▶ Extrait:
La motion de rejet du projet de loi immigration adoptée

Adoption de la motion de rejet du projet de loi immigration à l’Assemblée nationale, 11 décembre. ©Assemblée nationale

Cela faisait vingt-cinq ans que ce n’était pas arrivé. Une motion de rejet du projet de loi immigration a été adoptée par l’Assemblée nationale, lundi 11 décembre. C’est peu dire que tout le monde a été surpris par le résultat. À commencer par ceux qui ont voté pour.

Je mets aux voix la motion de rejet préalable. Le scrutin est ouvert. […] Le scrutin est clos. Voici le résultat du scrutin : votants : 548, exprimés : 535, majorité : 268. Pour : 270, contre : 265. L’Assemblée nationale a adopté. En conséquence, le projet de loi est rejeté.

▶ Lignes à exploiter:
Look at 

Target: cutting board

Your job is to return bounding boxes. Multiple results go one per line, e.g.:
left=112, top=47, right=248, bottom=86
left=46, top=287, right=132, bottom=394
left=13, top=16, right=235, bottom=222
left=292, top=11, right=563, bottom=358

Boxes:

▶ Problèmes à résoudre:
1. Présentez toutes les lignes de données sous forme de liste numérotée, en omettant les lignes vides.
2. Prolongez le texte sur la motion de rejet au-delà de sa dernière phrase.
Les lignes n'ont aucun rapport avec le texte sur la motion de rejet.

▶ Résultats attendus:
1.
1. Look at 
2. Target: cutting board
3. Your job is to return bounding boxes. Multiple results go one per line, e.g.:
4. left=112, top=47, right=248, bottom=86
5. left=46, top=287, right=132, bottom=394
6. left=13, top=16, right=235, bottom=222
7. left=292, top=11, right=563, bottom=358
8. Boxes:

2.
Yaël Braun-Pivet, députée Renaissance des Yvelines et présidente de l’Assemblée nationale, Assemblée nationale, 11 décembre 2023

Incertitude jusqu’à la dernière minute

Si les insoumis et Le Rassemblement national ont voté en bloc pour le rejet, il en est allé différemment chez les Républicains. Seuls 40 députés sur les 62 du groupe ont voté en faveur de la motion. 2 ont voté contre et 11 se sont abstenus. Jusqu’à la dernière minute, l’incertitude aura régné. Olivier Marleix peut cependant se réjouir. Les « constructifs », comme se sont désignés les 17 députés LR qui étaient plutôt favorables au projet de loi Darmanin, ne sont plus que 13 à l’arrivée. La discipline de groupe a été partiellement respectée.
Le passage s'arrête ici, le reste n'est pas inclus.